Aşağıdakileri tamamlayın:
1. IŞİD tutukluları hakkındaki metne göre DSG Dış İlişkiler Sorumlusu kimdir?
2. IŞİD tutukluları hakkındaki metni son cümlesinin ardından sürdürün.

Başta Almanya, İngiltere, Fransa ve Danimarka olmak üzere bazı Batı ülkelerinin Suriye Demokratik Güçleri’nin (DSG) tutuklu bulundurduğu IŞİD örgütü mensubu vatandaşlarını teslim almayı reddetmelerinin ardından tartışmalar sürüyor. ABD ve Koalisyon ülkeleri, Rojava Özerk Yönetimi ile birlikte söz konusu savaşçılar için özel bir uluslararası mahkeme kurulması yönünde çalışıyor.
DSG Dış İlişkiler Sorumlusu Dr. Abdülkerim Ömer, yabancı tutukluların ve ailelerinin dosyalarının Kürt yönetimi üzerinde büyük bir yük oluşturduğunu söyledi. Kürt yönetiminin defalarca yabancı ülkelere vatandaşlarını almaları ve kendi topraklarında yargılamaları çağrısında bulunduğunu dile getiren Ömer, ABD’nin de tüm çağrılarına rağmen Avrupa ülkelerinin çoğunluğunun vatandaşlarını almakta tereddüt ettiğini belirtti. Bu durumun Suriye dosyasındaki üst düzey ABD'li yetkilileri özyönetim temsilcileriyle yoğun toplantılar ve görüşmeler düzenlemeye sevk ettiğini belirten Dr. Ömer, söz konusu görüşmeler sırasında uluslararası bir mahkeme kurma, cezaevleri ve gözaltı merkezleri kurulmasının da gündeme geldiğini kaydetti.

(Konum etiketleme veri kümesi alıntıları)
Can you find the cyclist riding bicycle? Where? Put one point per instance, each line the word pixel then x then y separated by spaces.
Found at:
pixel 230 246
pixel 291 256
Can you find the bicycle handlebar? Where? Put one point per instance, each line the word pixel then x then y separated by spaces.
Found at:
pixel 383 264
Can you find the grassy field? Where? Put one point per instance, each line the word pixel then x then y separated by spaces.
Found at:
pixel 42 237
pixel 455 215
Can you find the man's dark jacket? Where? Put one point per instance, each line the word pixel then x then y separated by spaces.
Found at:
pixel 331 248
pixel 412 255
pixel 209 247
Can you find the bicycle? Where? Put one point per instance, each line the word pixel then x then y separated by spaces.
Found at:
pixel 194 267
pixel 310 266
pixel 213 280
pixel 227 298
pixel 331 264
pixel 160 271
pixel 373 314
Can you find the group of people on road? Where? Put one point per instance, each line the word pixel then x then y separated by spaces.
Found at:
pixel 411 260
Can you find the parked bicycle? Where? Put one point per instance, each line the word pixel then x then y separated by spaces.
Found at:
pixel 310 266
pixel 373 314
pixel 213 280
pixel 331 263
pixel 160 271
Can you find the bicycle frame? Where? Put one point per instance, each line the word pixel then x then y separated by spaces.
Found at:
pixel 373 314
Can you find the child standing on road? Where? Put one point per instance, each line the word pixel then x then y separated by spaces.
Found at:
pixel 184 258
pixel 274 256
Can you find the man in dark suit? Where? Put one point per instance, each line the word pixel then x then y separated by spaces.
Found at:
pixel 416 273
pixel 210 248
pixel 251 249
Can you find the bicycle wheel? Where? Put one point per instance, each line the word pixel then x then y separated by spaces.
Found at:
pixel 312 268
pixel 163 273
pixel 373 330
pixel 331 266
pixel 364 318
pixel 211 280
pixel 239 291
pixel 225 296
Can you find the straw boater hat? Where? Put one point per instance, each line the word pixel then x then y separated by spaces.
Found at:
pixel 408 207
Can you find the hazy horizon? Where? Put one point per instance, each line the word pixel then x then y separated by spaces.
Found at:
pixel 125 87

Yanıtlar:
1. Dr. Abdülkerim Ömer.

2.
Şarku’l Avsat’a açıklamalarda bulunan Dr. Abdülkerim Ömer, tutuklu örgüt savaşçıları dosyasının özyönetimin karşı karşıya kaldığı en büyük zorluklardan biri olduğunu söyledi. Bölgede yaklaşık 50 Batı ülkesinden gelen ve aralarında bin kadar yabancı savaşçının bulunduğu 6 bin tutuklu olduğunu belirten Dr. Ömer şu ifadeleri kullandı:
“Bu ülkelerin hükümetleri cihatçı vatandaşlarının geri dönmelerini reddetti. Bu nedenle, burada özel bir uluslararası mahkemenin kurulmasını istiyoruz. Nitekim söz konusu kişileri mahkum etmeye yetecek birçok kanıt, belge ve tanık var. Bu kişiler, uluslararası yasalara ve standartlara uygun olarak yargılanacaklar.”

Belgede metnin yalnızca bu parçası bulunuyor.